== Supplied records ==

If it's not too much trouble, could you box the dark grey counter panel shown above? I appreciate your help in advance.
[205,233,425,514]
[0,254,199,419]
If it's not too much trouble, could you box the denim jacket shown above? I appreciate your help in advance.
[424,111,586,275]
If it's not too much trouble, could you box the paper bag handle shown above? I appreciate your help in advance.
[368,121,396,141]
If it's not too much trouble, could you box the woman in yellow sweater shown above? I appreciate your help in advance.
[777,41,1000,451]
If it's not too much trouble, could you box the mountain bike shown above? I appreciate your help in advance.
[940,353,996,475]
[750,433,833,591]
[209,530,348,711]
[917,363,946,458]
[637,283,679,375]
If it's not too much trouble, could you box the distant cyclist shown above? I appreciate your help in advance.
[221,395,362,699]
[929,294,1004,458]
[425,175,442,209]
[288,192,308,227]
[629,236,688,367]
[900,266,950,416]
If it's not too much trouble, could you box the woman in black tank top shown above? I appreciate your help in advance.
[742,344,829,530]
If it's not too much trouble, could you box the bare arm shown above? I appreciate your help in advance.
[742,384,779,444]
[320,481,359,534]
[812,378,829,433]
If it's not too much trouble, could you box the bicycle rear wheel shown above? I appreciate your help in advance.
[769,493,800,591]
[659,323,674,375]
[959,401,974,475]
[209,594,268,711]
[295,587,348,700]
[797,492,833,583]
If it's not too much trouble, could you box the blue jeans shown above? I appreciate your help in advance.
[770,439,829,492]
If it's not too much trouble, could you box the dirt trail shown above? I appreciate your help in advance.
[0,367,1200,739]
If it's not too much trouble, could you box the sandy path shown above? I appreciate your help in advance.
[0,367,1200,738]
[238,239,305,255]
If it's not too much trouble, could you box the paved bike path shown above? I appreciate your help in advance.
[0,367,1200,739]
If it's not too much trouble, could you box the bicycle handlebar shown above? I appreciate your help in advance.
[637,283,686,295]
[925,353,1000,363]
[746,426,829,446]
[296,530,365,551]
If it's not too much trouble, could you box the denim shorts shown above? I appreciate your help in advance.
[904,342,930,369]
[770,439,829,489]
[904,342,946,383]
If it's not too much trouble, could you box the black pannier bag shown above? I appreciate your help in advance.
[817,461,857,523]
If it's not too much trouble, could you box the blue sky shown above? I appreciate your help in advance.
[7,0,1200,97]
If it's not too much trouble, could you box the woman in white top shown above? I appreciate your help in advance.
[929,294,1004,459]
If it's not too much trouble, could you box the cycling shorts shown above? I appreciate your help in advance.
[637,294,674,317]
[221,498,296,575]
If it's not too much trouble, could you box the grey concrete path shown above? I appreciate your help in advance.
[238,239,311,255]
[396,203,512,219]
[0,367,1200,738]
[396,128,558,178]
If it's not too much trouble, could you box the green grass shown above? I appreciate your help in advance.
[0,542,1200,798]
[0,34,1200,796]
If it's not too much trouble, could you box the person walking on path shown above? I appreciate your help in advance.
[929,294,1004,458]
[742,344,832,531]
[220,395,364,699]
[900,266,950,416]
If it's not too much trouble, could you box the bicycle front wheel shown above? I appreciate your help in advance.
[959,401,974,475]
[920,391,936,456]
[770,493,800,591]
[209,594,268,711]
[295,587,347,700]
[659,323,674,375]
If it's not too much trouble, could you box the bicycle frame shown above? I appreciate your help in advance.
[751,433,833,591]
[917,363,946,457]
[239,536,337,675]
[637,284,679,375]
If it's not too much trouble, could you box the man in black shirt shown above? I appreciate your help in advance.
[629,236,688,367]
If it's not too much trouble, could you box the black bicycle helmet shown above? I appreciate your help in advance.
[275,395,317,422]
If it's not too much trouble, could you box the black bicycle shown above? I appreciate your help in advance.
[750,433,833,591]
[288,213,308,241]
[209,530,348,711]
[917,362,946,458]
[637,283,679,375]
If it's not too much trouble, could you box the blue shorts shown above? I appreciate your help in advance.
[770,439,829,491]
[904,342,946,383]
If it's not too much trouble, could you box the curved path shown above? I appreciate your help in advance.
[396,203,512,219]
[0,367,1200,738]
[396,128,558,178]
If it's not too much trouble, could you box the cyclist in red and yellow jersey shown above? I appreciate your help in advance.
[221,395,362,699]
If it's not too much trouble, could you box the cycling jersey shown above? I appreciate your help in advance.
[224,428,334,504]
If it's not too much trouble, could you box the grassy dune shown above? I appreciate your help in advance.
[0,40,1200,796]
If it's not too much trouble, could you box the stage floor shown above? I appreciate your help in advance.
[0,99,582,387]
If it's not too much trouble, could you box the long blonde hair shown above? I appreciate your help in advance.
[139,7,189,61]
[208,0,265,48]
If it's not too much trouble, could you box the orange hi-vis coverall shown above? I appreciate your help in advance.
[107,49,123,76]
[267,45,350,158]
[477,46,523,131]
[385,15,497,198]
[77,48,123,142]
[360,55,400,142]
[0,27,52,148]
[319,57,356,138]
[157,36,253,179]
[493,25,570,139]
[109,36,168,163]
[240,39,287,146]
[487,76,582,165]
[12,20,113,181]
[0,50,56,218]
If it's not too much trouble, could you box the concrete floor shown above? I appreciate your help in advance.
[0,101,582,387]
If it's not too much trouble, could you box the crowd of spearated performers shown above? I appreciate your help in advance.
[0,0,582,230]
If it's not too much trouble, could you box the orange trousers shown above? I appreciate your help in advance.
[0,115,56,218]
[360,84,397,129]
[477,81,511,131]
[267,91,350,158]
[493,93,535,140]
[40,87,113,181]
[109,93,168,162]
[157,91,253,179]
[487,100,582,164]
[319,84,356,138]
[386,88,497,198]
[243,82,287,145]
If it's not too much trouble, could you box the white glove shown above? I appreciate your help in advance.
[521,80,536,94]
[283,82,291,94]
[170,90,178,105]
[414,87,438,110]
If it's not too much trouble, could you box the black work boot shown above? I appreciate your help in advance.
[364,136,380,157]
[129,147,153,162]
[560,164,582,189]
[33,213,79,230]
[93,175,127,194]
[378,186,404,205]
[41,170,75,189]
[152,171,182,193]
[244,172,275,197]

===

* [What is expected]:
Begin at the line that has "If it's not too much trouble, could you box the stage" and stop after the line that has "[208,0,265,48]". Repeat those lines of the material with the requests unchanged, multiplying every box coordinate in the answers by 2.4 and rounding to whole numbers, with halves rounded up.

* [Answer to the problem]:
If it's not too much trouble, could you box the stage floor shown above? I appreciate your help in advance.
[0,238,1397,929]
If it's not too much trouble, could you box the long blonde hair shown above? I appreciate your help in advance.
[334,17,454,146]
[499,0,636,115]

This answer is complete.